Reprenez le texte sur la stratégie d'alliances d'Attac juste après sa dernière phrase et poursuivez-le.
─── Texte source ───
2.6. Construire activement des alliances entre mouvements sociaux à toutes les échelles pour faire vivre nos engagements
Durant la mandature 2022-2025, il importera de poursuivre notre stratégie consistant à développer nos alliances et à en nouer de nouvelles.
Depuis sa création, Attac a intégré le fait qu’on ne pouvait dissocier les enjeux sociaux, environnementaux, climatiques et démocratiques face à ce capitalisme néolibéral prédateur des êtres humains et de la nature, et porter des alternatives au plan local comme international.
Nous sommes convaincus que cela nécessite des alliances durables pour construire les rapports de forces indispensables pour imposer une rupture et des mesures qui articulent justice sociale, justice écologique, et lutte contre toutes les discriminations.
C’est le sens de notre implication dans Plus jamais ça (PJC), alliance inscrite dans la durée et travaillant de façon pérenne à un véritable projet de société articulant enjeux sociaux et enjeux environnementaux. C’est inédit, car les intérêts des uns et des autres ont pu longtemps sembler contradictoires. PJC est un cadre essentiel pour porter cette articulation entre social et écologie dans un sens de justice sociale.
Au-delà de PJC, Attac s’impliquera et travaillera à pérenniser des cadres durables sur les enjeux climatiques au-delà de campagnes et d’actions ponctuelles.
Les enjeux féministes et antiracistes font partie des engagements d’Attac : à ce titre, notre association, sans être moteur, déploiera des efforts pour appuyer et soutenir les cadres unitaires sur ces enjeux politiques.
Dans le contexte de montée des idées réactionnaires, portées par l’extrême droite et au-delà, et des attaques contre les libertés, Attac soutiendra et relaiera les initiatives unitaires qui pourraient se développer pour y faire face.
Bien évidemment, au-delà de ces différents sujets, Attac sera réactive aux questions liées à l’actualité et aux mobilisations sociales qui émergeront notamment sur les enjeux liés aux services publics et à la protection sociale.
Cette recherche d’alliances se décline tant au plan local avec les comités locaux, qu’au plan européen et international. Elle se décline aussi dans notre espace d’expertise, porté par le labo et le conseil scientifique avec la poursuite du travail engagé pour la mise en place d’un cadre de réflexions et d’initiatives avec d’autres revues. Depuis près de dix ans, en complément des autres supports écrits, notamment Lignes d’Attac, la revue Les Possibles permet d’ouvrir le champ d’analyses socio-économiques, écologiques et politiques, à partir de contributions venant du monde social, syndical, associatif, politique et universitaire très large. Pour aller plus loin encore, la collaboration avec des revues amies s’inscrivant dans la même perspective pourra être renforcée.
Les liens avec les Attac d’Europe et le réseau Globattac s’inscrivent dans cette logique.
Les universités d’été aux niveaux national comme européen sont un outil indispensable pour renforcer cette démarche, de même que la participation aux forums et aux rencontres militantes internationales.
─── Extraits de données ───
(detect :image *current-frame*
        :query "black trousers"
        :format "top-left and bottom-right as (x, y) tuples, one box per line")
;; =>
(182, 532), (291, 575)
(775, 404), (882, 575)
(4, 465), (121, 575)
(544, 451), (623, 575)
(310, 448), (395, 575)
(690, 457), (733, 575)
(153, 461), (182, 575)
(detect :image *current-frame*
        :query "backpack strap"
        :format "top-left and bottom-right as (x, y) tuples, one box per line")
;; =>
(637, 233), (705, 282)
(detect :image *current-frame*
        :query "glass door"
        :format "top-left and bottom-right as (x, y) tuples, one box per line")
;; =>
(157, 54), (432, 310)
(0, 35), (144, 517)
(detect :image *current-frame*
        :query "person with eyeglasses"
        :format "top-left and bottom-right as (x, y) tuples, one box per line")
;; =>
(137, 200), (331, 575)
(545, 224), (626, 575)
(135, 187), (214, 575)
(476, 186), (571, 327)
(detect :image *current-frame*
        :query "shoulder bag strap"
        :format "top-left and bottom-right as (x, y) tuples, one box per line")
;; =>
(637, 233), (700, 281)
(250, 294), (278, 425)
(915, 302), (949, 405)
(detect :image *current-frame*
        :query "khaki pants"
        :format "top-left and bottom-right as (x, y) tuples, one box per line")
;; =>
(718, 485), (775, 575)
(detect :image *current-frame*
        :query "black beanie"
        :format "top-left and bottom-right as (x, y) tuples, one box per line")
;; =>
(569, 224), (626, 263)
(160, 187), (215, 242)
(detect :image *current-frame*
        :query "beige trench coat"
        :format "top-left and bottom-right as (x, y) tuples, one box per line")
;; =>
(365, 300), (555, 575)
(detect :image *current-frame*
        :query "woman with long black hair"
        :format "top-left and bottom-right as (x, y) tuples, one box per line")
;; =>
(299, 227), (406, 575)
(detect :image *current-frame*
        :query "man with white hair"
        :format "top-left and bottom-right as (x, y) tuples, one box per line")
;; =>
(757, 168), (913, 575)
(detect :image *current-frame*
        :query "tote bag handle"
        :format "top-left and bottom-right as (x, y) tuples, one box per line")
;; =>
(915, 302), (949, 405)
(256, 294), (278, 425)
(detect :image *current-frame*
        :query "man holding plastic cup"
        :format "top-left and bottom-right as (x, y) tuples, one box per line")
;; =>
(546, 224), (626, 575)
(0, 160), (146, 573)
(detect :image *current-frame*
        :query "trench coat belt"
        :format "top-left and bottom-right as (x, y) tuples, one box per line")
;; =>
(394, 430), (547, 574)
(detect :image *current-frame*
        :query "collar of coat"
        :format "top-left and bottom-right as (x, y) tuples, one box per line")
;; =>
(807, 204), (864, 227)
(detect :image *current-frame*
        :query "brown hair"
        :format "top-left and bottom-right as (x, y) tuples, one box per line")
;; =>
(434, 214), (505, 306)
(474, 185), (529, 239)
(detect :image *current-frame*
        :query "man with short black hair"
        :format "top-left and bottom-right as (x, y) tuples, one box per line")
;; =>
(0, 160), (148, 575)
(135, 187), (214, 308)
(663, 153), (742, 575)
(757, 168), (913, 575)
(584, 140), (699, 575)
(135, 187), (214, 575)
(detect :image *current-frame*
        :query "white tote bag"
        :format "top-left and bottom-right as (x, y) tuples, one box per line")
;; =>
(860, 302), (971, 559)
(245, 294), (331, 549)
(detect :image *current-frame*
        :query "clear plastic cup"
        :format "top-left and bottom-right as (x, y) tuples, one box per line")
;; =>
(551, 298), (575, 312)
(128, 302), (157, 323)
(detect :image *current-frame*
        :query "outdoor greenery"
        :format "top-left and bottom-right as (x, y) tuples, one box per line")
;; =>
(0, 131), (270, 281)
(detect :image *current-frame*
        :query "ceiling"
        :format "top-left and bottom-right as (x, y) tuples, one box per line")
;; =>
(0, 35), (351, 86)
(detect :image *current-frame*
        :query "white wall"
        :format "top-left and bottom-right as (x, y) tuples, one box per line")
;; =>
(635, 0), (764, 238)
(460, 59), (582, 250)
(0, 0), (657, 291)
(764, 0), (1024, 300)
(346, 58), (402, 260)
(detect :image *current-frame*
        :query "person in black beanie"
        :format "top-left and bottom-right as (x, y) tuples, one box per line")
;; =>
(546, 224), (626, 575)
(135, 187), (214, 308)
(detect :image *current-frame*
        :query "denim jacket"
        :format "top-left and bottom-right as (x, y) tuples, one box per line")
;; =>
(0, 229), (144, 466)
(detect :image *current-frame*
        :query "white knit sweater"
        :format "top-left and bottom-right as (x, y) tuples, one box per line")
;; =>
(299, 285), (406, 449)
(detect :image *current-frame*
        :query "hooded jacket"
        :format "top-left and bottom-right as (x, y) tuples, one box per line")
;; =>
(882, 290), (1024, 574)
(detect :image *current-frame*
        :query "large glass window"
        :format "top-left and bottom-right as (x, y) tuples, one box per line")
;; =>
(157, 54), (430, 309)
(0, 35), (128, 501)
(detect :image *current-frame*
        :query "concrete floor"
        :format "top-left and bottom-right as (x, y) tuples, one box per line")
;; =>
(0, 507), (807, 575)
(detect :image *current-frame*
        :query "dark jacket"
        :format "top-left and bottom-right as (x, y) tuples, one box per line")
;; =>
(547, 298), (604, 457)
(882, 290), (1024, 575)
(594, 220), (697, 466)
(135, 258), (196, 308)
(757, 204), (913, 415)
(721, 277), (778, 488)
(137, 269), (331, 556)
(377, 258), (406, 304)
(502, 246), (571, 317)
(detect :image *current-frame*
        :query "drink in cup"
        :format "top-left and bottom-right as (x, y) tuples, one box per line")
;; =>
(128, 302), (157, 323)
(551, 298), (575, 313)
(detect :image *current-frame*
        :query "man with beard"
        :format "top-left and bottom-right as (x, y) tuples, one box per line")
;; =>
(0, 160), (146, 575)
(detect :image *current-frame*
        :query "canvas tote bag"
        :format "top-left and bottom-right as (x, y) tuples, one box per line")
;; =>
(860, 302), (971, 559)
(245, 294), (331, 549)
───
> Réponse proposée:
L’espace mobilisations internationales est l’outil d’Attac pour développer cette recherche d’alliances avec les mouvements sociaux de différents pays et la dimension altermondialiste, inscrite dans les « gènes » d’Attac.
Au-delà des enjeux de développement des rapports de force, cette stratégie de construction des alliances présente des avantages pour notre association :
faire connaître nos analyses et les partager auprès d’un public plus large ;
conforter l’image d’Attac comme une association visant à faire du lien et ne s’inscrivant pas dans une démarche de concurrence vis-à-vis d’autres mouvements mais bien dans une démarche de coopération ;
confronter l’expérience et la culture militante d’Attac à celles d’autres mouvements et en tirer d’éventuelles leçons pour notre association.
3. Les moyens à mettre en œuvre pour répondre à ces engagements
3.1. Les chantiers
3.1.1. Renforcer la démocratie interne, la place et le rôle des adhérent-es et des comités locaux dans Attac France
L’ensemble des instances de l’association devra porter une attention particulière aux processus d’accueil au cours de la mandature prochaine si l’association veut tout à la fois rajeunir ses adhérent·es, les fidéliser, augmenter la collaboration entre les adhérent·es dans leur diversité, générationnelle et/ou de culture militante, leur donner envie de prendre des responsabilités en lien avec leurs aspirations et leurs savoirs, tout cela dans le respect des valeurs altermondialistes prônées par l’association.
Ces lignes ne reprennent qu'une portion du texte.